_TASKS FOR THIS EXERCISE_.
[1] Answer these questions using the forum thread about printing C++ variable names:
(a) Which operating system does the asker say they are using?
(b) Which compiler flag must executables be built with for the dynamic-symbol approach to work?
(c) What line does the sample program print for the variable NoName?
[2] Write out everything in the forum thread about printing C++ variable names from "You can use" down to "default dynamic visibility.", substituting "local variables" for "global variables".
[3] Continue the forum thread about printing C++ variable names, picking up after its last sentence.

Is there a non-macro way in C++ of printing a variable name with its value. Here is the macro way:
#define SHOW(a) std::cout << #a << ": " << (a) << std::endl
PS: I'm using Linux and do not need a cross-platform solution
No, C++ does not support reflection and the only way of doing this (as far as I know) are with macros.
You can use dynamic symbols, but then it will only work in shared libraries or executables compiled with the -rdynamic flag. And it will recognize just global variables with default dynamic visibility.
#include <dlfcn.h>
#include <iostream>
int NameMe = 42;
const char *GetName(const void *ptr)
{
Dl_info info;
if (dladdr(ptr, &info))
return info.dli_sname;
else
return NULL;
}
template<typename T>
void Dump(const T &t)
{
const char *name = GetName(&t);
if (name)
std::cout << name;
else
std::cout << "<unknown>";
std::cout << ": " << t << std::endl;
}
int main()
{
int NoName = 33;
Dump(NameMe);
Dump(NoName);
return 0;
}
$ g++ dump.cpp -ldl -rdynamic
$ ./a.out
NameMe: 42
<unknown>: 33
No way.
Without macro, you've to do this:
std::cout <<"a : " << a << std::endl;
No other way.

_INFORMATION SUPPLIED_.
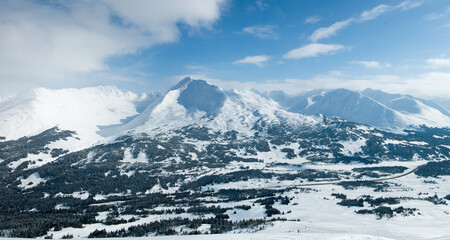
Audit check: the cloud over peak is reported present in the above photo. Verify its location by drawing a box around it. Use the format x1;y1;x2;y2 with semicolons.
242;25;278;39
233;55;270;67
283;43;345;59
0;0;225;83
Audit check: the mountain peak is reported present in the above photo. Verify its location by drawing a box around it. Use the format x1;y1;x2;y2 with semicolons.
170;77;193;91
178;78;226;114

_TASK RESPONSES_.
[1]
(a) Linux
(b) -rdynamic
(c) <unknown>: 33

[2]
You can use dynamic symbols, but then it will only work in shared libraries or executables compiled with the -rdynamic flag. And it will recognize just local variables with default dynamic visibility.

[3]
If you can have all your classes derive from a common ancestor, you can provide a virtual function that accomplishes this. I haven't tried this template, it might not work - some feedback would be appreciated.
struct Reflector
{
virtual void Show() = 0;
};
template<class a, char name[]>
struct ReflectorImpl : public Reflector
{
virtual void Show()
{
std::cout << name << ": " << *this << std::endl;
}
};
class MyClass: public ReflectorImpl<MyClass, "MyClass">
{
};
Yes; in C++17 you can use PFR (in C++17 mode) to get nontrivial levels of non-macro reflection. There are related mechanisms for reflecting the "string-value" of an enum.
See https://github.com/apolukhin/magic_get ;
And https://github.com/Neargye/magic_enum .